* [Written request A] Swap "photo" for "image" in the part of the records that opens with the line containing "Can you spot the tree" and closes with the line containing "[[366, 47], [576, 15], [313, 68]]". Give back only that part.

======== Excerpt to read

[tdwg-content] How to record "Nativeness"?

Richard Pyle deepreef at bishopmuseum.org
Tue Oct 12 21:20:14 CEST 2010

I had *promised* myself (and others) that I would not get dragged into a
debate of this sort.  But Roger just gave me too many opportunities to
comment (I changed the subject line to protect the innocent). 

(Tim -- now would be a good time to get yourself a cup of tea/coffee...)

> The vocabulary I briefly presented at TDWG was aimed at occurrence 
> of taxa in regions but the general thrust of my talk was intended 
> to pose the questions: Why should we score taxa to regions at all? 
> Shouldn't this always be the results of a query on occurrence records? 

In an ideal world, yes it should. There are two answers to the question "Why
should we score taxa to regions at all?".  At one level, the reason is
because many, many people conceptualize space in terms of named regions (in
much the same way that we conceptualize the diversity of oragnisms as named
taxon concepts), and it turns out that many end-users are interested in
answering the question, "What lives here?".  But I think Roger's point in
asking that question was more along the lines of, "Why do we want to model
our data in such a way that taxa are linked directly to regions, rather than
derive such distributional information from occurrence records?"  My answer
to that is: "We don't!" (a conclusion I came to over a decade ago).  For a
long time I have been firm believer that all Taxon-Locality statements
should pass through (be derrived from) Occurrence records.

But now we come back to the real world.  If I were to compile the list of
organisms that are known to have occurred in Hawaii, then my list would
probably only be ablut 70% complete if I relied only on documented
observations and collected specimens.  The other 30% of the list would come
from statements published in historical literature, which often do not
record specific details about individual collected specimens or
observations.  All we have in such cases are statements along the lines of
"Jones (1950) reports that the organism he calls 'Aus bus' occurs in

How does such information get recorded in our databases and shared via DwC
terms?  The easy answer is to establish the link directly between a taxon
and a location, as is done in Dave's DwCA Species Distribution extension
(http://rs.gbif.org/extension/gbif/1.0/distribution.xml).  This is probably
fine for "abstracting" distribution information, and is perhaps appropriate
for a DwCA extension.  But in my opinion, it's a suboptimal approach to
structuring the original information.  Another approach is to re-frame the
statement above as:

"We infer from Jones (1950) that at least one organism that he called 'Aus
bus' was observed or collected in Hawaii"

... which allows us to represent this information in the form of an
Occurrence record (albeit a somewhat skeletal one).

But this leads us into what I think is the real crux of the issue, which is
to idenify what the scope of an "Occurrence" is or sould be.

These are the obvious ones:

- Captured one individual of an organism I identify as "Aus bus" at place
and time.

================
======== Source material

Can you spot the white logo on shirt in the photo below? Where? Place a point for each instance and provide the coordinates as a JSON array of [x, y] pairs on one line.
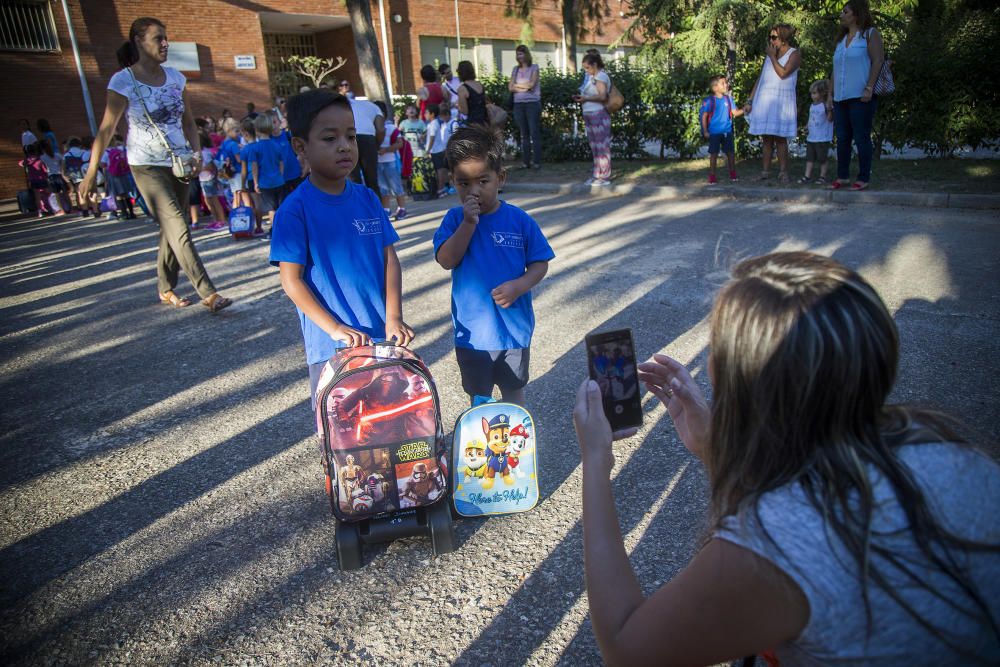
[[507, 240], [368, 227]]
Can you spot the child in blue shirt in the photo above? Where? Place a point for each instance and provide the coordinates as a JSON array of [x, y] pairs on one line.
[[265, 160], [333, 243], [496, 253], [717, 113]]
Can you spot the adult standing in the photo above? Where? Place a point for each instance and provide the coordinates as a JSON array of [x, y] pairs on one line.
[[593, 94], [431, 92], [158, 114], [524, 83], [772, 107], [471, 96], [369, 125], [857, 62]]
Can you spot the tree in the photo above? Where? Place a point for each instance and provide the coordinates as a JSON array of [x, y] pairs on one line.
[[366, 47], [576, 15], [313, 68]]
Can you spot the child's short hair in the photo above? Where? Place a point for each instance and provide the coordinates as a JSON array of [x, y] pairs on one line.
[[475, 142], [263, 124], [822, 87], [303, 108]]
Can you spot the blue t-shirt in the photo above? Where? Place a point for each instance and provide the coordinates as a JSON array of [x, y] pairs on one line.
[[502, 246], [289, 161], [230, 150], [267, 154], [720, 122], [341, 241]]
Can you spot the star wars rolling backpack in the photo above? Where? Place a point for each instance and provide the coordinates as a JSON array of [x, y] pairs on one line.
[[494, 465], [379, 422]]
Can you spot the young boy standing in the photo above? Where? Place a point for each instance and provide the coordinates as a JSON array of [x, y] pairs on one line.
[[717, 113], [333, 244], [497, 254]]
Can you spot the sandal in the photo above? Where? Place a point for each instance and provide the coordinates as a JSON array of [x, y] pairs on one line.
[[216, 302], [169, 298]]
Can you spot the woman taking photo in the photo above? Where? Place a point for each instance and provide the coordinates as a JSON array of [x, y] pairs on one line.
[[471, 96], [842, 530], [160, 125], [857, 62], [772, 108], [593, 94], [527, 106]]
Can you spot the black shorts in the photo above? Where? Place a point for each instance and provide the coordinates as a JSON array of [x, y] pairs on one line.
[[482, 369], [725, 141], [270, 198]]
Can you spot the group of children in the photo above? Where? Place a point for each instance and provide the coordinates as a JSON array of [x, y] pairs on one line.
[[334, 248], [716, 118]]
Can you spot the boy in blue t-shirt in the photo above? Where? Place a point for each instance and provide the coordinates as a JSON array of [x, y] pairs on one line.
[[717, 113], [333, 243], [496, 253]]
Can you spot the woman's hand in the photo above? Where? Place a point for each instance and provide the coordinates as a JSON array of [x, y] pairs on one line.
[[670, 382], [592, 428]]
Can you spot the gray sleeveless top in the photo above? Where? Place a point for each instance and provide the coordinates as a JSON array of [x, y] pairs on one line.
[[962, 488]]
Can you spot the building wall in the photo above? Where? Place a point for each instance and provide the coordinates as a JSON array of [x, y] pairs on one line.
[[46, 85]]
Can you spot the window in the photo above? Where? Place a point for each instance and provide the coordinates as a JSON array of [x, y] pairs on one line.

================

* [Written request B] Go on with the forum post about recording "nativeness", starting right after its last line.

* [Final result A]
Can you spot the tree in the image above? Where? Place a point for each instance and provide the coordinates as a JSON array of [x, y] pairs on one line.
[[366, 47], [576, 15], [313, 68]]

* [Final result B]
- Captured a thousand individuals of an organism I identify as "Aus bus" at
place and time [think plankton tow].  
- Observed one individual of an organism I identify as "Aus bus" at place
and time. 
- Observed a thousand individuals of an organism I identify as "Aus bus" at
place and time [think large school of fish, herd of wildebeest, flock of

Not In-Scope:
- Hawaiian Islands; Oahu; Kaneohe (21.410458, -157.774881)
- Aus bus (Linnaeus 1758) sec. Jones 1950

But the question is whether the following statement falls within scope of an

- A population of an organism identified as "Aus bus" occurs at place and

Perhaps the differences in perspectives we're seeing on this thread are a
result of differences on how we would answer that question.

If the answer is "yes, it's within scope", then I would argue that
"nativeness" is a property of an Occurrence (as it already is in DwC, in the
form of establishmentMeans).

If the answer is "no, it's not in scope", then OK -- but in that case, how
does one represent "nativeness" within DwC?  That is, what class of object
would establishmentMeans be a property of?

> The answer will always depend on the question asked.

Yes!  Exactly the point of my previous post.

> As Kevin says, when I observe an individual (or flock of individuals) 
> I do not observe their "introducedness" or their "nativeness" this 
> is something that is derived from combining multiple observations 
> of occurrence of individuals.

If the scope of "Occurrence" is limited to specific individuals at specific
place and time, then I would agree.  But if the scope of "Occurrence"
includes statements about populations of organisms in less-precise places
and times, then I think it does.

> I would therefore advocate that we just have a flag on an occurrence 
> record that says "intended for distribution" i.e. this is not 
> maintained here in a garden/zoo/farm etc. To say any more on a 
> occurrence record is misleading and there are occasions when 
> even this flag will be ignored in analysis. I think we already 
> have this field.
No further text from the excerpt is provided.